■ Исходный текст
Розен был осужден на 10 лет каторги, которые Николай сократил до шести. В эту ночь окружающие наблюдали совершенно иного человека – не того сдержанного, замкнутого гвардейского красавца, каким привыкли видеть на людях, на службе великого князя. Смертельно уставший от нервного напряжения страшного дня, изнуренный непрерывными допросами, он искусно и точно вел свою игру с захваченными мятежниками, меняясь от допроса к допросу.

Император был грозен и резок с Трубецким: его нужно было немедленно сломать, и Николай надеялся подавить его внезапным милосердием. Но Розена, молодого блестящего фрунтовика, он и в самом деле высоко ценил, и тот, в свою очередь, несмотря на оскорбительную царскую грубость, тоже отдавал государю должное как знатоку фрунта. Поэтому во время допроса Розена Николай демонстрировал печальную суровость.

С юным поручиком Александром Гангебловым, которого знал с его отрочества, император выбрал безошибочный тон – отеческий.

Скорее всего, бессознательно Николай Павлович в эту фантасмагорическую ночь проигрывал весь регистр своего будущего поведения с подданными, открывая для самого себя возможности своей отнюдь не примитивной натуры.

Из воспоминаний декабриста Александра Семеновича Гангеблова

Я вдруг очутился лицом к лицу с Николаем Павловичем. Он был один в комнате, в сюртуке без эполет. Я не видел его в таком простом наряде с тех пор, как в бытность камер-пажом бывал на воскресных дежурствах в его Аничковом дворце. Он стоял, подбоченясь одной левой рукой, лицом к двери, как бы ожидая моего появления.

– Подойдите ближе ко мне, – сказал государь, – Еще ближе, – и, дав приблизиться менее чем на два шага, произнес: – Вот так.

Николай Павлович был бледен; в чертах его исхудалого лица выражалось сдерживаемое волнение. Вперив мне в глаза свой проницательный взор, он, почти ласковым голосом, начал так:

– Что вы, батюшка, наделали?.. Что вы это только наделали?.. Вы знаете, за что вы арестованы?

– Никак нет, ваше величество, не знаю… Ваше величество, мне не было даже известно о существовании общества с политическою целью; я знал, что есть общества религиозные, но ни в одно из них я не вступал.

Говоря это, я горел от стыда, так как ложью я всегда гнушался.

Тут Николай Павлович, не сводя с моих глаз пристального взора, взял меня под руку и стал водить из угла в угол залы.

■ Строки данных
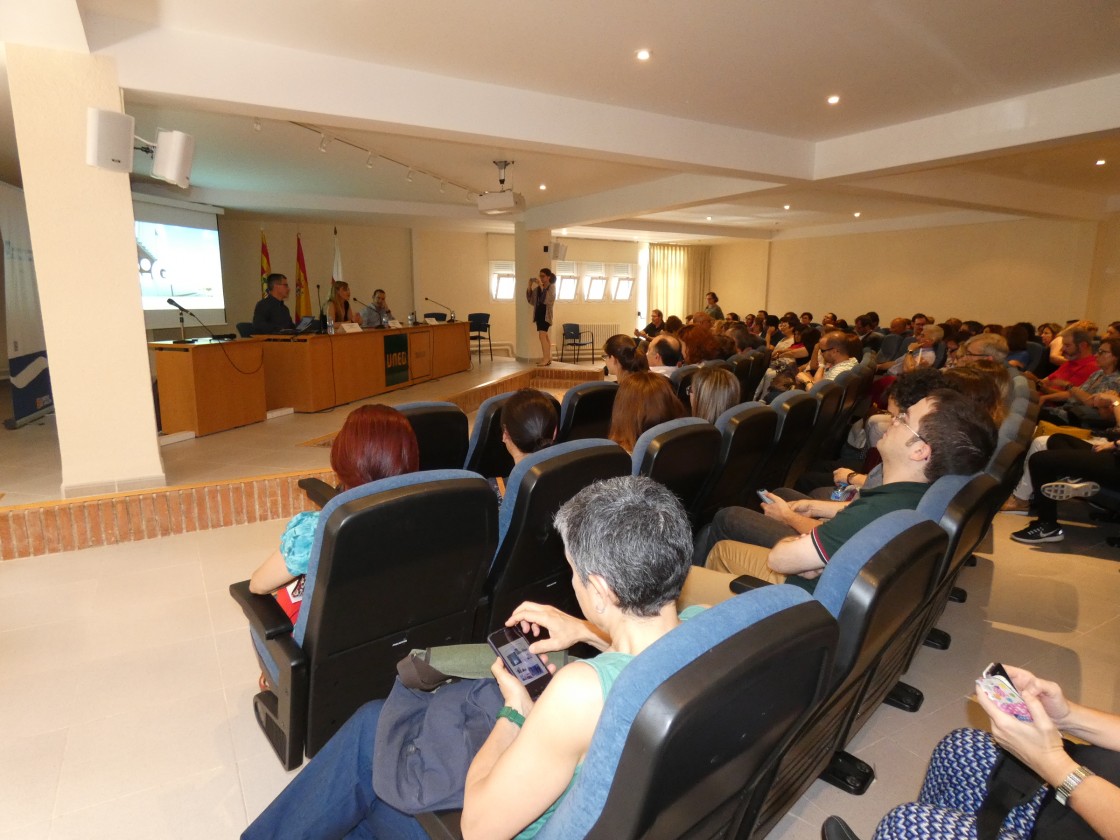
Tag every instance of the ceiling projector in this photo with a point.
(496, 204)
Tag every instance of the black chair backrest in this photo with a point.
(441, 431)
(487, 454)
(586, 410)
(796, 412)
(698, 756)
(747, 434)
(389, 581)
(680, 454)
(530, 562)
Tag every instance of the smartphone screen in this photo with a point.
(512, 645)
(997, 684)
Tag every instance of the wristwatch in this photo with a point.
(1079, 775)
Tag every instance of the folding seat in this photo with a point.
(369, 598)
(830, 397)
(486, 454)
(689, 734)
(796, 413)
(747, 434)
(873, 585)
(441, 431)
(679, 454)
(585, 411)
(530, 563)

...

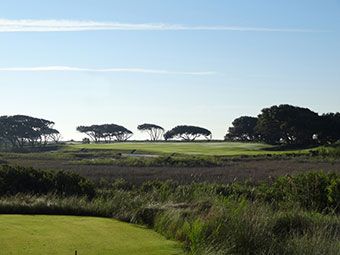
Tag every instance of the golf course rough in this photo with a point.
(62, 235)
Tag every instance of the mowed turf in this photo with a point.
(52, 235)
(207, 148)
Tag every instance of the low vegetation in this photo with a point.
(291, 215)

---

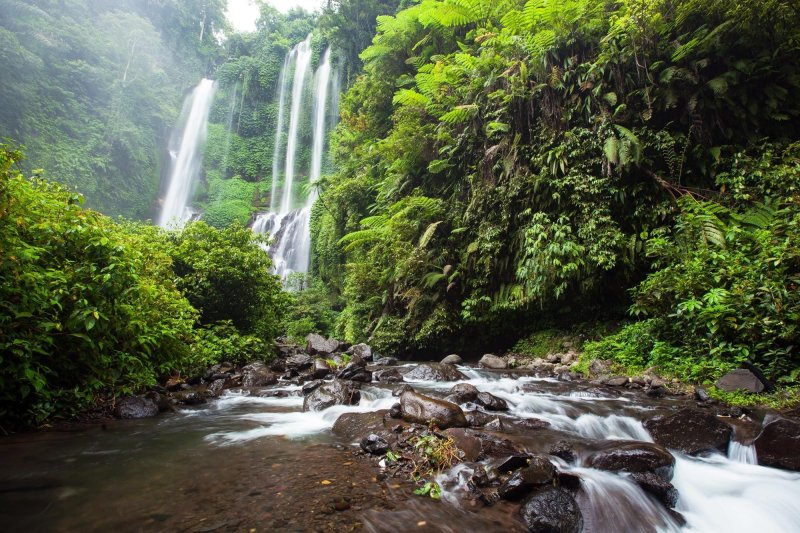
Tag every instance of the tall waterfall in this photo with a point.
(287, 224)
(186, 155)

■ Условие задания
Продолжите текст о ночных допросах декабристов Николаем Павловичем, начиная сразу после его последнего предложения.

■ Ответ
– Послушайте, – начал он, понизив голос, – послушайте, вы играете в крупную игру и ставите ва-банк. Заметьте, что я не напоминаю вам о присяге, которую вы давали на верность вашему государю и вашему Отечеству; это дело вашей совести перед Богом. Но вы должны были не забывать, что вы дали под-пис-ку, что не вступите ни в какое тайное общество. Такими вещами шутить нельзя. Вы не могли не заметить, что я вас всегда отличал: вы служили при жене, и т. д и т. п.

Государь не задавал уже мне вопросов, а непрерывно говорил одним тоном, где слышались не то упрек, не то сожаление… Между прочим он сказал: «…Видите, как я с вами откровенен. Платите и вы мне тем же… вы у меня были на особом отличном счету»… Наконец, не слыша с моей стороны никакого отзыва, государь, видимо, терял терпение, и, когда мы дошли до того места, с которого начали ходить и где Мартынов все время стоял навытяжку, государь остановился и, повернув меня лицом к себе: «Ну, – сказал он, – теперь вы на меня не пеняйте; я для вас сделал все, что мог сделать… Так вы не хотите признаться? Смотрите мне прямо в глаза! Так вы не хотите признаться? В последний раз вас спрашиваю: кому вы дали слово?»

– Ваше величество, я не знаю за собой никакой вины.

– Поймите, в последний раз вас спрашиваю: никому слова не давали?

– Никому, – произнес я решительно.

– И вы скажете, что не дали слово Свистунову?

– Н-н-е-т.

– И вы это говорите как благородный офицер?

Я совершенно растерялся. Я не мог двинуть языком…

Нельзя не изумляться неутомимости и терпению Николая Павловича. Он не пренебрегал ничем: не разбирая чинов, снисходил, можно сказать, беседования с арестованными, старался уловить истину в самом выражении глаз, в самой интонации слов ответчика. Успешности этих попыток много помогала и самая наружность государя, его величавая осанка, его античные черты лица, особливо его взгляд: когда Николай Павлович находился в спокойном, милостивом расположении духа, его глаза выражали обаятельную доброту и ласковость; но когда он был в гневе, те же глаза метали молнии.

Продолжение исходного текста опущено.